** Supplied passage follows **
“The clinics are going up as we speak,” Carlson said. “So, next March, we will roll out with three facilities and the rest in May 2014.”
Hospitals and hospital systems, especially those that have purchased physician practices and expanded their ambulatory-care outpatient clinics, are facing a growing need to follow patients continuously no matter where they are receiving care. Interoperability between EHRs has become key to successful integration of their operations. But many of the hospitals and clinics being knit together have legacy systems with multiple and often non-communicative EHRs. That is forcing many to consider switching from their existing systems to more comprehensive EHR vendors that can serve all their facilities.
“I think we do well with all of our quality metrics, fabulously, actually,” Carlson said, “but … we ended up needing something that crossed over to all areas.”
Currently, clinicians at the hospital are primarily served by a Siemens EHR for inpatient and NextGen for ambulatory care. “We have a lot of different ancillary services that have their own programs as well,” Carlson said. For example, discrete, “best-of-breed” EHRs for the emergency department and another for obstetrics. Communication between them was “inconvenient,” she said.
“If you had an OB patient that ended up on another floor, the nurses on another ward wouldn't have access to the OB system. A few years ago, they did figure out how to have the OB record flow into one spot of our (main inpatient) system, but it was more like looking at a PDF. That gave us real-time information. We didn't have that before … Using Epic will eliminate that,” she said.
Epic competes with more than 30 vendors of complete EHR systems for inpatient use by hospitals. Its 20% market share gives it the leading position among vendors who have had customers get paid as “meaningful users” of health information technology under the federal Medicare EHR incentive payment program, according to CMS data. Epic also leads in the incentive payment pack of more than 400 health IT vendors of complete EHRs for ambulatory care, with 22% of that niche market, CMS data show.
** End of Supplied passage **
** Data for review follows **
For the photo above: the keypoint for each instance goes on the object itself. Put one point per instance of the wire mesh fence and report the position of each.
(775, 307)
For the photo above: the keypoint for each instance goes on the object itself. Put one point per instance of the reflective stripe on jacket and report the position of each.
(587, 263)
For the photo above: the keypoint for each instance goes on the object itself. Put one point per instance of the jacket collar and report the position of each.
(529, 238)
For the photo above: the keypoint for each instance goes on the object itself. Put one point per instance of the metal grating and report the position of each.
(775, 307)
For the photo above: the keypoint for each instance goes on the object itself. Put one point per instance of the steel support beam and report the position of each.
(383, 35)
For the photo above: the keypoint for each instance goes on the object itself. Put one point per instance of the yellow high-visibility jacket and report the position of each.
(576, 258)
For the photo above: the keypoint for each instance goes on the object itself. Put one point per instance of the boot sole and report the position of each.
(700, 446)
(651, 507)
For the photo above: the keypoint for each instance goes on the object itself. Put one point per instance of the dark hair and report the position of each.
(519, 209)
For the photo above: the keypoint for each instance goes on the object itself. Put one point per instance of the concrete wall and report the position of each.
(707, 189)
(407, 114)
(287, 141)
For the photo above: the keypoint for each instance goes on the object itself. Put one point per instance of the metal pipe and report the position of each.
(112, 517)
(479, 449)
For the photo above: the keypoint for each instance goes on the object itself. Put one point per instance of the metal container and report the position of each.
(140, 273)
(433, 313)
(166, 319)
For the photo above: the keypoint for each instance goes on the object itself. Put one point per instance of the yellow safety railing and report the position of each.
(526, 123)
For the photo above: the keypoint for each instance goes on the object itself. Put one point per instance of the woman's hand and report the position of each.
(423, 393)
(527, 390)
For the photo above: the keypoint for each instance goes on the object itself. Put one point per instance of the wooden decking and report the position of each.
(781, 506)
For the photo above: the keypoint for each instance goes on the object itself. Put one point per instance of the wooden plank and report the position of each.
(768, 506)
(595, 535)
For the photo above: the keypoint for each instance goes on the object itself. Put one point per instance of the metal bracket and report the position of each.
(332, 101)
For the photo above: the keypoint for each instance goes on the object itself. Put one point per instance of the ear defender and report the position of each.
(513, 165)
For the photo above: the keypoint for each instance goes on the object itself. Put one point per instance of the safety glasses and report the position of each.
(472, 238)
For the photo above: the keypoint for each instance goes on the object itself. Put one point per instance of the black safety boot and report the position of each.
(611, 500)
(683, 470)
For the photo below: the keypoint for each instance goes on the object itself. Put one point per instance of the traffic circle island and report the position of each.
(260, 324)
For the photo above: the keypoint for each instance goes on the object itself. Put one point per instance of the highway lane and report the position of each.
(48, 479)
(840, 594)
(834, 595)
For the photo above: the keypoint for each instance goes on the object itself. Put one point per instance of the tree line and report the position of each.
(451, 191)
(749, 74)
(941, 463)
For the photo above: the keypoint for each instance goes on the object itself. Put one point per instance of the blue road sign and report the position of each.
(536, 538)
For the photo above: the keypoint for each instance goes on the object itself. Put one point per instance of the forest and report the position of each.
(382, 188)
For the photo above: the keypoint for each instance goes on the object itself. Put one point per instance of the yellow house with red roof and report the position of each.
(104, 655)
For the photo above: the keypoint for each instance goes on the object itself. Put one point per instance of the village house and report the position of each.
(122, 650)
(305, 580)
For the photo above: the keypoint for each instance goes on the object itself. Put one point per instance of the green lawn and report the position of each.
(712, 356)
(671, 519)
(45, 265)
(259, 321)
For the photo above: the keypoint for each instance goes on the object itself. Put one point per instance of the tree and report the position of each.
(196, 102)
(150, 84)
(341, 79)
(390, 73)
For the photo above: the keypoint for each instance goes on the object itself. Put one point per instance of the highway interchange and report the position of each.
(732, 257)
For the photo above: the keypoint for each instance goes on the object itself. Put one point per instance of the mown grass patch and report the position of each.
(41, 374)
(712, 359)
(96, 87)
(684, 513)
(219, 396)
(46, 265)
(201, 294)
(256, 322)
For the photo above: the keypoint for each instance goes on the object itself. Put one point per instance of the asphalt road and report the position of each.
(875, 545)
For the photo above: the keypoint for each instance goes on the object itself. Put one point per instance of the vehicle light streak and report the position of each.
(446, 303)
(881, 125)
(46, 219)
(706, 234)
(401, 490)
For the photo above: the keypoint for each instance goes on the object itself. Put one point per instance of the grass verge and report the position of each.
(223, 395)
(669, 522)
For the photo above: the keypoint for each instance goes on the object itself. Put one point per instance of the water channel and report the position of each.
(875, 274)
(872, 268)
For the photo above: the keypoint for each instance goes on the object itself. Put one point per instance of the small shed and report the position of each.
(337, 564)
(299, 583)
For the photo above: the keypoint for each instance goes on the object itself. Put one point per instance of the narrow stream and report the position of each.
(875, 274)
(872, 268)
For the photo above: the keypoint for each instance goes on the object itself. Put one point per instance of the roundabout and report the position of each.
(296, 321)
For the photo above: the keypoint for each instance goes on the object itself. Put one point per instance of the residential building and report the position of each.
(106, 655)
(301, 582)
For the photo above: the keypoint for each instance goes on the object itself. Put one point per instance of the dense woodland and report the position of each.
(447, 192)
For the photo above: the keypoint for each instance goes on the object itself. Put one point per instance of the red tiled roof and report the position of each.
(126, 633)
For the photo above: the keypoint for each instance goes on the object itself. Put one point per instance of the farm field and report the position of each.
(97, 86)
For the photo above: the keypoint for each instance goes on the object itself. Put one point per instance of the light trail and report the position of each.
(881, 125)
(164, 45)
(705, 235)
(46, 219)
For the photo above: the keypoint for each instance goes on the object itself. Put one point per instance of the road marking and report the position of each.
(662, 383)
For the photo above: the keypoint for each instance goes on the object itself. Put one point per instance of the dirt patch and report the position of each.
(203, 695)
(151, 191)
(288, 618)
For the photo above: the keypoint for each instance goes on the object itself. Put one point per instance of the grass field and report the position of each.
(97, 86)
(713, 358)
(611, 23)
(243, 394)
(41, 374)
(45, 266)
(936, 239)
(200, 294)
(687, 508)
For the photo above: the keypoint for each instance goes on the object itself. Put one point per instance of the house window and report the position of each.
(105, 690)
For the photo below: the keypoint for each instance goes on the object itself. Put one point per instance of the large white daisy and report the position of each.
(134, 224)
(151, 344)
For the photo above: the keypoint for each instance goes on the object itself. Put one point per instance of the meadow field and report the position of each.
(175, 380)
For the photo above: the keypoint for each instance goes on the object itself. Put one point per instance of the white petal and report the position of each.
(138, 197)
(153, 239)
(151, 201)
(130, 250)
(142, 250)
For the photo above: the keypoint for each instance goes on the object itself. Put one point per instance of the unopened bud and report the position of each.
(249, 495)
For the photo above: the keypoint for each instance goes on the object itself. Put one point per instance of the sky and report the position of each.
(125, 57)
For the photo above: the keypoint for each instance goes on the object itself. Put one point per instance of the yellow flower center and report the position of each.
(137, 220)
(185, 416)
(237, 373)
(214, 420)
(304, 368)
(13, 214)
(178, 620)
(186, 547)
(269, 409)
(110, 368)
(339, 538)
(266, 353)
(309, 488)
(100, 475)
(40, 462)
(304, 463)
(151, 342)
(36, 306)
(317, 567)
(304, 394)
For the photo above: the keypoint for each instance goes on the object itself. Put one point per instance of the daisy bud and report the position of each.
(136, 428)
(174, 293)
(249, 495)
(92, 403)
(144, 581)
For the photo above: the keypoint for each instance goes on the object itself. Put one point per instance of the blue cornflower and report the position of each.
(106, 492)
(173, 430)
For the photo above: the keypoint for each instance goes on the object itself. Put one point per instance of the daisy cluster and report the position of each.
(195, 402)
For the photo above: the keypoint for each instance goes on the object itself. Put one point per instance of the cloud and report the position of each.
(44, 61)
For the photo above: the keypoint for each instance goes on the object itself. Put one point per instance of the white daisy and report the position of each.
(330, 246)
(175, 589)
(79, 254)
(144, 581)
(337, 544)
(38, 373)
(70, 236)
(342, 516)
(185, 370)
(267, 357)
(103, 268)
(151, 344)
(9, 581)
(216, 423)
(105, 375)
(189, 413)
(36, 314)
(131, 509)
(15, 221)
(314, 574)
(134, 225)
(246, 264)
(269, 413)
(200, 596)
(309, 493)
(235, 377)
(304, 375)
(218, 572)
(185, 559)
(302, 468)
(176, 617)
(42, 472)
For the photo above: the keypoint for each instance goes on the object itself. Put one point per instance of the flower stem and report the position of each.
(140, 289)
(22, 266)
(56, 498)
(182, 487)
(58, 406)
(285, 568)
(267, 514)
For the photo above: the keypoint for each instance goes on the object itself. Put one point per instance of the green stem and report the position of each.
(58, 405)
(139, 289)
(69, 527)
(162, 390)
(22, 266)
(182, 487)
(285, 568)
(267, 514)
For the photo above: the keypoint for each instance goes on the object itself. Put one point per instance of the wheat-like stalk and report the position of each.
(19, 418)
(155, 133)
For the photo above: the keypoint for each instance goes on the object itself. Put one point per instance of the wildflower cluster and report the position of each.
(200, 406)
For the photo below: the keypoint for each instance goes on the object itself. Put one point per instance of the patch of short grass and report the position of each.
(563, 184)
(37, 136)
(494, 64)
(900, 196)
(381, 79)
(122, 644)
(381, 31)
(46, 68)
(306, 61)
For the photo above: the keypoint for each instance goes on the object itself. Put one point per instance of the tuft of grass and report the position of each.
** End of Data for review **
[Problems and tasks]
#1 Transcribe the portion of the article on hospital EHR systems that opens with the words containing "Hospitals and hospital" and closes with "all their facilities.".
#2 Write the next part of the article on hospital EHR systems, continuing from its final sentence.
The stored items are not required.

[Task-by-task outputs]
#1
Hospitals and hospital systems, especially those that have purchased physician practices and expanded their ambulatory-care outpatient clinics, are facing a growing need to follow patients continuously no matter where they are receiving care. Interoperability between EHRs has become key to successful integration of their operations. But many of the hospitals and clinics being knit together have legacy systems with multiple and often non-communicative EHRs. That is forcing many to consider switching from their existing systems to more comprehensive EHR vendors that can serve all their facilities.

#2
All vendors must develop methods to help their customers meet the interoperability criteria in Stage 2 of the meaningful-use requirements, which begins for eligible hospitals Oct. 1 and for physicians and other eligible professionals Jan. 1, 2014.
Could this pressing need for interoperability finally drive a stake through the heart of the “best of breed” strategy used by so many healthcare organizations in the past? Best of breed refers to the assembly of a complete EHR from component parts—noted for excellence in their particular spheres or specialties, such as emergency departments or labs—and tied together with interfaces or so-called “integration engines.” According to CMS data, 88 different vendors of so-called “modular” EHR systems have at least one client that has used its software to meet its Medicare meaningful-use targets under the EHR incentive payment program.
Dr. Michael Sheinberg thinks so. Sheinberg is an OB/GYN at Lehigh Valley Hospital in Allenton, Pa., and the associate medical direct of its 800-physician medical group. He and a contingent of about a dozen people from Lehigh Valley came to the Verona meeting in preparation for their switch to an Epic EHR. Sheinberg said Lehigh Valley clinicians had been using a different EHR for about a decade.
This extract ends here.